To do >>
Print each line of the listing once more, precisely as given.

Material shown >>

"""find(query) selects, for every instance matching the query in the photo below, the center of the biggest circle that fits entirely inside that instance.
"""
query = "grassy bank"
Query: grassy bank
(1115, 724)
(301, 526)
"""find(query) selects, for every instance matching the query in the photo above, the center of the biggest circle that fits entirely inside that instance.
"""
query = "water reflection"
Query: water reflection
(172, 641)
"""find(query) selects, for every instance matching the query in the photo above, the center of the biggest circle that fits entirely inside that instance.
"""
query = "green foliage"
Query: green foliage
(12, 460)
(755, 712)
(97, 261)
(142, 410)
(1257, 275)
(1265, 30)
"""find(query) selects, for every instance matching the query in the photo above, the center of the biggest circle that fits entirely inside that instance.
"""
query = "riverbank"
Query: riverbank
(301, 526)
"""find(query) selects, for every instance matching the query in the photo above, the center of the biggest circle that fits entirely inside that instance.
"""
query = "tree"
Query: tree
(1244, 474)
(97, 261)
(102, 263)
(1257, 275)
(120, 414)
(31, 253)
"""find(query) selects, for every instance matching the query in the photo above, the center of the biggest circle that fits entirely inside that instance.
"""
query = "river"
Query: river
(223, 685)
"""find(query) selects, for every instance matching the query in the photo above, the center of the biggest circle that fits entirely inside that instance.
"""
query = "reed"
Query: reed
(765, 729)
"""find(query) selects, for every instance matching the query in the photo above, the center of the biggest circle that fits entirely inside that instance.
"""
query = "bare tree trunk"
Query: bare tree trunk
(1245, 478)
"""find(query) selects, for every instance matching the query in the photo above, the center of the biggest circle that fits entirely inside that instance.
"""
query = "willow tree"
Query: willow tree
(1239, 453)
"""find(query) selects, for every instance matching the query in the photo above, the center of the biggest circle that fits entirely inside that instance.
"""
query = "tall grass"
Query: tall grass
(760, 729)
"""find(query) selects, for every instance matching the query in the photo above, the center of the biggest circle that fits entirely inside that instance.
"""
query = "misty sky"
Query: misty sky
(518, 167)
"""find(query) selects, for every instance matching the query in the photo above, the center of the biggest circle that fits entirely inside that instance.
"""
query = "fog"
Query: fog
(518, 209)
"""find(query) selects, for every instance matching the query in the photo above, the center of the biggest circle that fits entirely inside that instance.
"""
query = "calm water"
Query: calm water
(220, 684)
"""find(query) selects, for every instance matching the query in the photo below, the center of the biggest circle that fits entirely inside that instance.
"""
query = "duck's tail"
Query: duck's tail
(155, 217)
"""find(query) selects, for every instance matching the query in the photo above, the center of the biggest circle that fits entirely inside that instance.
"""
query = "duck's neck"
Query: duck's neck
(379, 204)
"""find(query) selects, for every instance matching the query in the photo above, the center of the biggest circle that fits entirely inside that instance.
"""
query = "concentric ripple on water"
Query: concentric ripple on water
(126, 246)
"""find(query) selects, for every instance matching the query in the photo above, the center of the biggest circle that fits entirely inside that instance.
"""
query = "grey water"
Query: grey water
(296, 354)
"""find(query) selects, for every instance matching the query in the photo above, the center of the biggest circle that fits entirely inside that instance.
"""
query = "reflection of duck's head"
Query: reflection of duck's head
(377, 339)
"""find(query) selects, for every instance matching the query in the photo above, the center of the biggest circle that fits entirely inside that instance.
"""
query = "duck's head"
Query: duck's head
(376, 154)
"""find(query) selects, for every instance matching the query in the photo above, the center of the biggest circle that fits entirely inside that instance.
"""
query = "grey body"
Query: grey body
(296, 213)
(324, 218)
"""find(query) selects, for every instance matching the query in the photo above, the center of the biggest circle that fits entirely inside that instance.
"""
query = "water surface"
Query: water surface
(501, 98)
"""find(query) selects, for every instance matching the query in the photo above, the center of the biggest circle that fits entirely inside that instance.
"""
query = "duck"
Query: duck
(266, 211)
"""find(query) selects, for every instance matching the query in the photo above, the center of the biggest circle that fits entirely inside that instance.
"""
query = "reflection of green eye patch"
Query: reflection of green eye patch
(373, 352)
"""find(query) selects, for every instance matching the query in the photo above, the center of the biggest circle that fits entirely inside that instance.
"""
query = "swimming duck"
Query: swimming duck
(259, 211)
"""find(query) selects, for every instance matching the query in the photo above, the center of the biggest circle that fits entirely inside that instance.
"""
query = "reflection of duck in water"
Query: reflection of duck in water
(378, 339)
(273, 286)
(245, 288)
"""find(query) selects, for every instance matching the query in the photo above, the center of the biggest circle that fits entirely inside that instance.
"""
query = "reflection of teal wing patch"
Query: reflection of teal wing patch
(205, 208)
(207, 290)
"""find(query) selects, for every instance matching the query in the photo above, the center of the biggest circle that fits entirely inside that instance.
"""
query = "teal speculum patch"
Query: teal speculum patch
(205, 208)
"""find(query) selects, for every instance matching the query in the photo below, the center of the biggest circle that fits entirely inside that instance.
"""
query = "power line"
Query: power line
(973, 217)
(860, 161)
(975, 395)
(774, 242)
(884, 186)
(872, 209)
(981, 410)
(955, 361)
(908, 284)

Completed exercise >>
"""find(query) selects, for every instance matching the query in the photo below, the center of the biggest circle that fits entirely inside that instance.
"""
query = "grassy bank"
Query: grassy bank
(1115, 724)
(301, 526)
"""find(query) selects, for every instance matching the query in the photo above, the center of the biggest circle that fits entirely inside that instance.
"""
query = "water reflection"
Query: water reflection
(172, 641)
"""find(query) selects, for every instance matching the query in the photo above, the center of the biggest circle that fits entirely inside that instance.
"""
query = "green foliage"
Query: green foliage
(12, 460)
(755, 712)
(97, 261)
(142, 410)
(1257, 275)
(1265, 30)
"""find(query) selects, for every instance matching the query in the photo above, the center of the biggest circle that fits entirely inside that instance.
"""
query = "riverbank"
Query: riverbank
(301, 526)
"""find(query) selects, for every instance matching the query in the photo above, the center of the biggest circle that fits entirely inside that instance.
"""
query = "tree"
Query: tree
(1244, 474)
(97, 261)
(102, 263)
(1257, 275)
(120, 414)
(31, 253)
"""find(query) selects, for every instance matching the query in the photo above, the center of the biggest circle that fits entirely inside that instance.
"""
query = "river"
Query: river
(223, 685)
"""find(query) selects, for every instance matching the query in the photo above, the center of the biggest circle that fits entirely inside that instance.
"""
query = "reed"
Query: reed
(765, 729)
"""find(query) selects, for every instance matching the query in the photo above, the center of the biggest circle that fits entirely inside that instance.
"""
query = "bare tree trunk"
Query: bare tree trunk
(1245, 478)
"""find(query) selects, for every instance matching the query in the photo above, the center of the biggest circle that fits entirely inside that instance.
"""
query = "willow tree"
Query: willow tree
(1239, 453)
"""find(query) selects, for every instance matching the query in the photo above, the center of the biggest circle that fits entirely inside that instance.
"""
query = "tall grass"
Query: tall grass
(760, 729)
"""find(query) selects, for every instance matching the query in the photo above, the center of the biggest circle that fits entirely inside that instance.
"""
query = "misty sky"
Query: misty sky
(518, 167)
"""find(query) selects, for every instance matching the query in the photo above, the center of the biggest circle that fits entirely inside that instance.
"""
query = "fog"
Query: fog
(518, 209)
"""find(query) selects, for every instance matching the query in the photo above, the center of the biggest circle that fits entirely inside that instance.
"""
query = "calm water"
Query: calm water
(220, 684)
"""find(query) selects, for every instance matching the query in the photo below, the center of the biggest circle that fits entirely inside that instance.
"""
query = "duck's tail"
Query: duck's tail
(155, 217)
"""find(query) selects, for every instance matching the query in the photo above, the center of the biggest circle that fits entirely inside that instance.
"""
query = "duck's neck"
Query: duck's neck
(379, 204)
"""find(query) selects, for every instance matching the query in the photo above, the center of the biggest circle that fits entirely inside that instance.
"""
query = "concentric ripple on water"
Query: concentric ripple on water
(126, 246)
"""find(query) selects, for every instance matching the query in the photo above, the center of the biggest circle that fits entirely inside that instance.
"""
query = "grey water"
Query: grey water
(296, 354)
"""find(query) selects, for every instance matching the query in the photo above, the center of the biggest circle that fits entirely inside that instance.
"""
query = "reflection of duck's head"
Query: reflection of duck's head
(377, 339)
"""find(query) selects, for every instance matching the query in the photo above, the center of the biggest circle that fits entirely inside that instance.
"""
query = "duck's head"
Query: duck's head
(376, 154)
"""find(query) selects, for every instance matching the query in the photo above, the center of the biggest circle that fits entirely inside that instance.
"""
query = "grey body"
Query: grey body
(296, 213)
(324, 218)
"""find(query) selects, for every instance matching the query in the photo above, the center of the biggest circle that fits entirely inside that instance.
"""
query = "water surface"
Query: water surface
(501, 98)
"""find(query) selects, for every instance matching the query in the photo above, the center of the biggest circle that fits entirely inside that instance.
"""
query = "duck"
Query: duck
(266, 211)
"""find(query) selects, for every instance matching the query in the photo above, the center of the biggest circle that fits entirely inside that instance.
"""
query = "reflection of green eye patch"
Query: reflection of green eye patch
(373, 352)
"""find(query) selects, for every instance matching the query in the photo above, the center of the biggest circle that fits entirely inside that instance.
"""
query = "swimming duck"
Query: swimming duck
(259, 211)
"""find(query) selects, for every instance matching the query in the photo above, the center of the biggest circle that fits entirely inside that instance.
"""
query = "reflection of duck in water"
Query: reflection of duck in water
(378, 339)
(273, 286)
(245, 288)
"""find(query) selects, for every instance matching the query in the photo above, the center of the biggest circle that fits entirely inside that instance.
"""
query = "reflection of teal wing patch"
Query: reflection of teal wing patch
(205, 208)
(207, 290)
"""find(query) selects, for every instance matching the query in the photo above, the center of the biggest circle that fits entirely inside that instance.
"""
query = "teal speculum patch"
Query: teal speculum patch
(205, 208)
"""find(query) selects, for every instance matching the query in the photo below, the center of the biggest circle that fits entirely inside that instance.
"""
query = "power line"
Query: power line
(973, 217)
(860, 161)
(975, 395)
(774, 242)
(884, 186)
(872, 209)
(981, 410)
(955, 361)
(908, 284)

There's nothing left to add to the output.